Mask labeling examples:
--- Begin ---
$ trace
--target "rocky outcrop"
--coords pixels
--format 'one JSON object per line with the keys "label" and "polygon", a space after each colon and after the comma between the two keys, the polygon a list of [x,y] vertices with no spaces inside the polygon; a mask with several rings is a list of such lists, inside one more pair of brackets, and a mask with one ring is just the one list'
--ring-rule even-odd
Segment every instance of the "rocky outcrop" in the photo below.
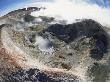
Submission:
{"label": "rocky outcrop", "polygon": [[[42,22],[30,27],[27,23],[35,17],[29,13],[34,10],[39,8],[16,10],[2,18],[12,20],[0,26],[2,82],[109,81],[109,35],[104,26],[92,19],[50,24],[54,18],[41,16]],[[18,30],[18,22],[27,27]]]}

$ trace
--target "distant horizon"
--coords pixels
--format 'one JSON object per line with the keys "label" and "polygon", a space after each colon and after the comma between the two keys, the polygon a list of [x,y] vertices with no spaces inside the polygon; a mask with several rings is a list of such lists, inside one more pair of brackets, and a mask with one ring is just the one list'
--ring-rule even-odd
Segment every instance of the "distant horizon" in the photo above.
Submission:
{"label": "distant horizon", "polygon": [[[75,19],[90,18],[100,23],[110,25],[110,0],[6,0],[9,4],[4,4],[4,0],[0,0],[0,16],[11,11],[26,7],[46,7],[44,13],[46,16],[60,15],[68,22]],[[21,2],[20,2],[21,1]],[[2,3],[1,3],[2,2]],[[107,4],[107,5],[106,5]],[[54,12],[54,13],[53,13]],[[68,12],[68,13],[65,13]],[[43,14],[43,15],[44,15]],[[32,14],[34,16],[37,13]]]}

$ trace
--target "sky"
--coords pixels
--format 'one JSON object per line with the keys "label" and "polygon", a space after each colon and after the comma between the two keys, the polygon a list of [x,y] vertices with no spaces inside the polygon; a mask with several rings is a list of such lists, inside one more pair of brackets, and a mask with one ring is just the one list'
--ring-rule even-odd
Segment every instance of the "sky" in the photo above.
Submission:
{"label": "sky", "polygon": [[90,18],[110,24],[110,0],[0,0],[0,16],[19,8],[41,5],[48,9],[32,13],[33,16],[53,16],[65,19],[68,23],[75,19]]}

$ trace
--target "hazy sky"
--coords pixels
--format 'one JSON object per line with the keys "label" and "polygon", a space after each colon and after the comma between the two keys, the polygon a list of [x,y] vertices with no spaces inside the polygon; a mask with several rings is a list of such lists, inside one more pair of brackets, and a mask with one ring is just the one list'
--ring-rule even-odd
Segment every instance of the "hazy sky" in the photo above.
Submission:
{"label": "hazy sky", "polygon": [[0,0],[0,16],[15,9],[43,3],[48,3],[45,15],[59,14],[70,22],[76,18],[93,18],[110,24],[110,0]]}

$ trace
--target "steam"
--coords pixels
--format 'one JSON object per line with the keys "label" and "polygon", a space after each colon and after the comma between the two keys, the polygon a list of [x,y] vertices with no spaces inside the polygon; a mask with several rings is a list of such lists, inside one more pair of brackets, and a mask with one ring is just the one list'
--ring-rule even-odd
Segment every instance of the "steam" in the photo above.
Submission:
{"label": "steam", "polygon": [[55,17],[73,23],[76,19],[94,19],[101,24],[110,25],[110,9],[88,4],[84,0],[55,0],[53,3],[42,4],[46,9],[33,12],[33,16]]}
{"label": "steam", "polygon": [[35,45],[38,46],[38,48],[43,52],[48,52],[51,54],[54,51],[50,41],[41,36],[36,36]]}

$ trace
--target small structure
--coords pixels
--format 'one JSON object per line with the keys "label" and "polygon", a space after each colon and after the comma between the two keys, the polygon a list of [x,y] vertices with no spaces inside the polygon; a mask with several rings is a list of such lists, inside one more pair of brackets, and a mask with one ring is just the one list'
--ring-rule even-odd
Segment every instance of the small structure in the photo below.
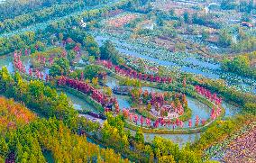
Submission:
{"label": "small structure", "polygon": [[83,28],[87,27],[87,23],[85,23],[83,19],[81,19],[80,24],[81,24],[81,27]]}
{"label": "small structure", "polygon": [[242,22],[241,23],[241,25],[243,26],[243,27],[249,27],[249,28],[251,28],[253,27],[253,25],[248,22]]}
{"label": "small structure", "polygon": [[131,88],[129,86],[114,86],[112,90],[114,94],[121,95],[128,95]]}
--- End ---
Exercise description: Set down the complete material exactly, but do not include the images.

Written solution:
$ trace
--target "rocky outcrop"
--coords pixels
--format 'one JSON object per line with the keys "label" and "polygon", a space after each colon and after the comma between the two keys, the polygon a list of [x,y] vertices with no spaces inside the polygon; a mask with several rings is a list of such lists, inside one more pair of brackets, and a mask with one ring is just the one list'
--ring-rule even-odd
Segment every instance of the "rocky outcrop" in the photo below.
Submission:
{"label": "rocky outcrop", "polygon": [[[42,22],[30,27],[27,23],[35,17],[29,13],[34,10],[39,8],[16,10],[2,18],[12,20],[0,26],[2,82],[109,81],[109,35],[104,26],[92,19],[50,24],[54,18],[41,16]],[[18,30],[18,22],[27,27]]]}

$ trace
--target "distant horizon"
--coords pixels
--format 'one JSON object per line with the keys "label" and "polygon", a space after each colon and after the comma between the two keys, the polygon a list of [x,y] vertices with no spaces inside the polygon; a mask with several rings is a list of such lists, inside one more pair of brackets, and a mask with one ring is just the one list'
--ring-rule even-odd
Segment every instance of the "distant horizon" in the photo above.
Submission:
{"label": "distant horizon", "polygon": [[[75,19],[90,18],[100,23],[110,25],[110,0],[6,0],[9,4],[4,4],[4,0],[0,0],[0,16],[11,11],[26,7],[46,7],[44,13],[46,16],[60,15],[68,22]],[[21,2],[20,2],[21,1]],[[2,3],[1,3],[2,2]],[[107,4],[107,5],[106,5]],[[54,12],[54,13],[53,13]],[[68,12],[68,13],[65,13]],[[43,14],[43,15],[44,15]],[[32,14],[34,16],[37,13]]]}

$ trace
--target "sky"
--coords pixels
--format 'one JSON object per line with the keys "label" and "polygon", a space after each colon and after the comma between the two keys, the polygon a list of [x,y] vertices with no spaces inside the polygon; a mask with several rings is a list of such lists, inside one more pair of brackets, and a mask with one ring is just the one list'
--ring-rule even-odd
Segment every instance of the "sky" in the photo above.
Submission:
{"label": "sky", "polygon": [[90,18],[110,24],[110,0],[0,0],[0,16],[19,8],[41,5],[48,9],[32,13],[33,16],[53,16],[65,19],[68,23],[75,19]]}

$ trace
--target "hazy sky"
--coords pixels
--format 'one JSON object per line with the keys "label" and "polygon", a space after each colon and after the comma between the two keys, the polygon a list of [x,y] vertices with no spaces inside the polygon; a mask with several rings is a list of such lists, inside one more pair of brackets, and a mask with one ring is just the one list'
--ring-rule even-odd
Segment every instance of the "hazy sky" in the photo above.
Submission:
{"label": "hazy sky", "polygon": [[0,0],[0,16],[15,9],[43,3],[48,3],[45,15],[59,14],[70,22],[76,18],[93,18],[110,24],[110,0]]}

$ trace
--target "steam"
--coords pixels
--format 'one JSON object per line with the keys "label" and "polygon", a space after each colon and after the comma between the two keys, the polygon a list of [x,y] vertices with no spaces inside the polygon; a mask with several rings is a list of such lists, inside one more pair of brackets, and a mask with one ring is just the one list'
--ring-rule even-odd
Segment every instance of the "steam" in the photo above.
Submission:
{"label": "steam", "polygon": [[55,17],[73,23],[76,19],[94,19],[101,24],[110,25],[110,9],[88,4],[84,0],[55,0],[53,3],[42,4],[46,9],[33,12],[33,16]]}
{"label": "steam", "polygon": [[35,45],[38,46],[38,48],[43,52],[48,52],[51,54],[54,51],[50,41],[41,36],[36,36]]}

$ trace
--target small structure
--coords pixels
--format 'one JSON object per line with the keys "label" and "polygon", a space after each colon and after the comma between the two keys, the polygon a list of [x,y] vertices with no spaces inside the polygon; a mask with several rings is a list of such lists, inside one more pair of brackets, and a mask with one ring is just the one list'
--ring-rule even-odd
Segment every instance of the small structure in the photo below.
Submission:
{"label": "small structure", "polygon": [[83,28],[87,27],[87,23],[85,23],[83,19],[81,19],[80,24],[81,24],[81,27]]}
{"label": "small structure", "polygon": [[242,22],[241,23],[241,25],[243,26],[243,27],[249,27],[249,28],[251,28],[253,27],[253,25],[248,22]]}
{"label": "small structure", "polygon": [[131,88],[129,86],[114,86],[112,90],[114,94],[121,95],[128,95]]}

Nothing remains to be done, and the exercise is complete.